Your task. Pull out every line below that contains the word "brown".

(Items listed in a dataset)

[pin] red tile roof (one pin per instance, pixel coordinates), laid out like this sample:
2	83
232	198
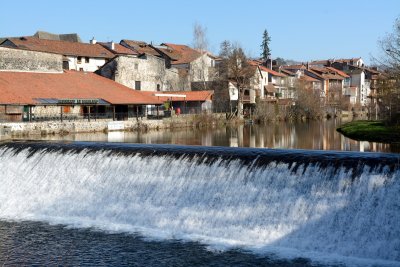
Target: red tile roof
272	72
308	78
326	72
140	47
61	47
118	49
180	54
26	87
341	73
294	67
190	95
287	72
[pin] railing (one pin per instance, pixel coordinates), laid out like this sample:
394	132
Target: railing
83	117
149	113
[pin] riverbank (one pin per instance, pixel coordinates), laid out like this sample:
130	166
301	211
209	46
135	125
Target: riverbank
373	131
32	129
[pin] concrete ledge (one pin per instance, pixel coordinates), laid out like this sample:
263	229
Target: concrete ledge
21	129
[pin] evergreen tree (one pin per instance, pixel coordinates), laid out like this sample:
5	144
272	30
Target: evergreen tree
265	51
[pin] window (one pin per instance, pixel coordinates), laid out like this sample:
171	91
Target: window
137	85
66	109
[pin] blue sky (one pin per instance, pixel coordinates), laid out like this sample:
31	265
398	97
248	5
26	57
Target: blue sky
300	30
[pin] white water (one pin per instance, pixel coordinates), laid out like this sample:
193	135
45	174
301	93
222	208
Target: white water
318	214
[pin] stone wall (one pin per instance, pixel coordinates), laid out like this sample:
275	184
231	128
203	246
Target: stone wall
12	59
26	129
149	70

...

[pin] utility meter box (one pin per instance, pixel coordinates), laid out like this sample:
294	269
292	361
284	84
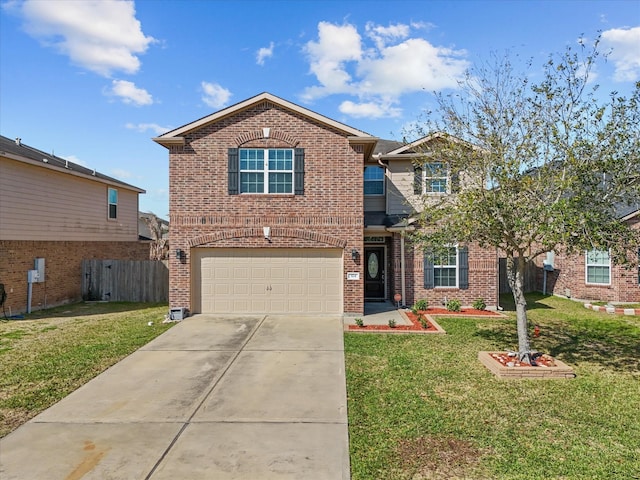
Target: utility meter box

==

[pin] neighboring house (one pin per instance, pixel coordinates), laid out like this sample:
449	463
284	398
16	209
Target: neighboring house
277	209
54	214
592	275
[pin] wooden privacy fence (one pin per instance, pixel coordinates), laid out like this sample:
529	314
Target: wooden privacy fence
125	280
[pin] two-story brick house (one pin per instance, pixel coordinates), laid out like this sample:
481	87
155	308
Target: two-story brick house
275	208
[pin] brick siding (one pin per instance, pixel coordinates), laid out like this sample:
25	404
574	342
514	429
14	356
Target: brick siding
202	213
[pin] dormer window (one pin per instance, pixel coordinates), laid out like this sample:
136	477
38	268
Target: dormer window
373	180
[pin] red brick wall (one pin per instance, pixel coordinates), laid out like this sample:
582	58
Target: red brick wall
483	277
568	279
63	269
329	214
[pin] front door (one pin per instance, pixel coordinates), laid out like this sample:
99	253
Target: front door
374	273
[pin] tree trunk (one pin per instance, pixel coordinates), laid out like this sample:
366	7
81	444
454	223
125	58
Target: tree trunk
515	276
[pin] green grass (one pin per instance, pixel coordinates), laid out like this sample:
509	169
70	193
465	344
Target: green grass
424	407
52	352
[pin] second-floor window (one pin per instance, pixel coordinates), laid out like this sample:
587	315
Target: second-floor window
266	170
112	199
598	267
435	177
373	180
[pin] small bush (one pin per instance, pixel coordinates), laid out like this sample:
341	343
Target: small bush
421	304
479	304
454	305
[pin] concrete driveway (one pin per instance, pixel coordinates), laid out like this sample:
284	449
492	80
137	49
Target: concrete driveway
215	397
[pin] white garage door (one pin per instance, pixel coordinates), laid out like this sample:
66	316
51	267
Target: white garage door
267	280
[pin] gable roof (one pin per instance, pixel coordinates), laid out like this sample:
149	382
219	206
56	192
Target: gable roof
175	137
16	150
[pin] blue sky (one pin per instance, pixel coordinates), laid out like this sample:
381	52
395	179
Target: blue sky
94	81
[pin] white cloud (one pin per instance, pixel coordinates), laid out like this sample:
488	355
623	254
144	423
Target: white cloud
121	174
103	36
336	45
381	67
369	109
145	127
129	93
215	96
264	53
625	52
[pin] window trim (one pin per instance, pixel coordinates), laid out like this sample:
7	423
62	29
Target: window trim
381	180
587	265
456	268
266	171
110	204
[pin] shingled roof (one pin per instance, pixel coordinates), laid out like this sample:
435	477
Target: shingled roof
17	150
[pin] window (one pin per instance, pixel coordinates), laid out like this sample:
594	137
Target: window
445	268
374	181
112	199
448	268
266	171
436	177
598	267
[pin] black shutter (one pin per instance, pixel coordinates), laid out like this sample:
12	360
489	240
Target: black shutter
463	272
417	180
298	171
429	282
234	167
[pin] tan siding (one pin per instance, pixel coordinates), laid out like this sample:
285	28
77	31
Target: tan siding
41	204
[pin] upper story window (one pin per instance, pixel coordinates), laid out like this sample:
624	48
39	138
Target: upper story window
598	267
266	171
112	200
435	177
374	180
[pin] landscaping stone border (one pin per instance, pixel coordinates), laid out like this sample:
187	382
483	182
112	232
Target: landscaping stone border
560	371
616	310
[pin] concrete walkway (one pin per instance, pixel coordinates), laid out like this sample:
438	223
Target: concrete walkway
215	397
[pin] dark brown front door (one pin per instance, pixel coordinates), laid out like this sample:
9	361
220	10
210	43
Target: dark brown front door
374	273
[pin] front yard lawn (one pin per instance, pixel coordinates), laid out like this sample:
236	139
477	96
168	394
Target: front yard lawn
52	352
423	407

Solution.
[pin] dark brown front door (one pin per instance, pixel coordinates), laid out like this sample:
Target: dark brown front door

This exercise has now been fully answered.